- Text block -
------------------------

Thursday, December 22, 2011

History: World prepares to bid Havel farewell

History: World prepares to bid Havel farewell: Prague, Czech Republic (CNN) -- Vaclav Havel, the shy but iron-willed Czech writer endowed with a playful sense of humor and a powerful mo...

World prepares to bid Havel farewell


Prague, Czech Republic (CNN) -- Vaclav Havel, the shy but iron-willed Czech writer endowed with a playful sense of humor and a powerful moral compass, is to be buried Friday, with world leaders and ordinary people gathering at Prague Castle to say final farewells.
The former Czech president who helped bring down his country's Communist regime died Sunday at the age of 75.
Thousands of Czechs waited for hours in freezing weather in the early winter night before the funeral to pay their last respects, holding flowers, candles and notes to lay by his coffin.
Many of the messages, from those handwritten by schoolchildren to those printed off computers, bore the same words: "Thank you, Mr. President."

------------------------

- Exercise input -
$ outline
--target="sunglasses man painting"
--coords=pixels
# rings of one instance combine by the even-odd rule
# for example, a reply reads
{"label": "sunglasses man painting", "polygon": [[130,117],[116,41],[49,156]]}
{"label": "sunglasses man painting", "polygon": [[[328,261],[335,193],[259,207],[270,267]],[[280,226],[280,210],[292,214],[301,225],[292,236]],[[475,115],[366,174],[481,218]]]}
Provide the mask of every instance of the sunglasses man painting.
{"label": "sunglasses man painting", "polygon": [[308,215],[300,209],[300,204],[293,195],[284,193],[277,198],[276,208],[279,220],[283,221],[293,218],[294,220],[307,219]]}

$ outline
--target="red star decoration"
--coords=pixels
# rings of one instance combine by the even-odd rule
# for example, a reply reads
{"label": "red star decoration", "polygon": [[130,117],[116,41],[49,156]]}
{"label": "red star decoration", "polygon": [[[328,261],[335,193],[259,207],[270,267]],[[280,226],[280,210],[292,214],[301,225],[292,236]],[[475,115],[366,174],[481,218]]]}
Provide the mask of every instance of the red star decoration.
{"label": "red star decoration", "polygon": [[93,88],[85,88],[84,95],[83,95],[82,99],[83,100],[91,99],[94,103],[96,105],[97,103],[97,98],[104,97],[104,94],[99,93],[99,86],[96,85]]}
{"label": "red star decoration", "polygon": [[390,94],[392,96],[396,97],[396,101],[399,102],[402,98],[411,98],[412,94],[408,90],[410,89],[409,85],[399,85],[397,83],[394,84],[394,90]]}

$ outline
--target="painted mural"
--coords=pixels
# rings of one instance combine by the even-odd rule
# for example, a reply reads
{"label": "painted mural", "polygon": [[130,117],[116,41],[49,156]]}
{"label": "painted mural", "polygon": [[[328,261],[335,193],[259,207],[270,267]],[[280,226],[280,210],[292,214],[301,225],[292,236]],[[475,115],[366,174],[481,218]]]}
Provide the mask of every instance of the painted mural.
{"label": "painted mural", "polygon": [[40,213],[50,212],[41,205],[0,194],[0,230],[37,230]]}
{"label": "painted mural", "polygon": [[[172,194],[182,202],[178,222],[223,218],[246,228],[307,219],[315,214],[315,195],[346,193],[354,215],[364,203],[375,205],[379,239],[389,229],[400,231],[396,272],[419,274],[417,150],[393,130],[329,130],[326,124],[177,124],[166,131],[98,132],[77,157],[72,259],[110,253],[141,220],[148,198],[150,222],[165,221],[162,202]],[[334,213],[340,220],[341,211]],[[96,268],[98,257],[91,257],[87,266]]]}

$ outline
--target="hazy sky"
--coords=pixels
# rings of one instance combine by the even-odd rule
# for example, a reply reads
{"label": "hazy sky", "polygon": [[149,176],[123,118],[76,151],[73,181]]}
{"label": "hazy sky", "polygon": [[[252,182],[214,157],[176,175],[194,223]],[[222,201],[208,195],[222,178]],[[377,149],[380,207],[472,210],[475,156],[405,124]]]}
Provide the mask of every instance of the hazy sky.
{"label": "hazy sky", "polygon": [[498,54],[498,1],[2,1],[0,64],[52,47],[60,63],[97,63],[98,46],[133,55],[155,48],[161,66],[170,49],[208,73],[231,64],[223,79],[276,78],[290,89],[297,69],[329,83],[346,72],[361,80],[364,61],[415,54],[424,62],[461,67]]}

------------------------

- Instruction 1 -
Swap "pixels" for "normalized" in the records, beginning at the first line of the records and stopping after the line that has "Provide the mask of every instance of the sunglasses". Return only those lines, with everything else left unchanged.
- Instruction 2 -
Extend the report on the world preparing to bid Havel farewell, picking up right after its final sentence.

- Task result 1 -
$ outline
--target="sunglasses man painting"
--coords=normalized
# rings of one instance combine by the even-odd rule
# for example, a reply reads
{"label": "sunglasses man painting", "polygon": [[130,117],[116,41],[49,156]]}
{"label": "sunglasses man painting", "polygon": [[[328,261],[335,193],[259,207],[270,267]],[[280,226],[280,210],[292,214],[301,225],[292,236]],[[475,115],[366,174],[481,218]]]}
Provide the mask of every instance of the sunglasses man painting.

- Task result 2 -
Alena Sturmova, who came with her husband and son, remembers being at Prague Castle when Havel was elected the first post-Communist president of her country, almost 22 years ago to the day.
Seeing him there on a balcony, instead of the Soviet-backed authorities who had governed her country her entire life, meant something special to her, she said: "Maybe the possibility of freedom."

Prague honors late Czech leader
Her husband, Daniel, called Havel "a symbol of the Velvet Revolution," when Czechs and Slovaks overthrew an ossified regime by pouring into Prague's Wenceslas Square and jingling their key rings as a signal to their leaders to go home.
Havel was a symbol of that revolution, Daniel Sturm said by way of explaining why he and his family were waiting to lay flowers by Havel's coffin.
"We just wanted to come here and tell him thank you," he said, before pausing and continuing: "... for the last time."
Havel, a chain-smoking, rock-loving intellectual, became one of the world's most famous dissidents in the 1970s for his public writings against Eastern Europe's Communist regimes.
He was jailed for about four and a half years over essays such as "The Power of the Powerless," which urged people to simply stop pretending to believe the lies their government fed them and act on what they knew to be true.
"Truth and love must triumph over lies and hatred," Havel insisted.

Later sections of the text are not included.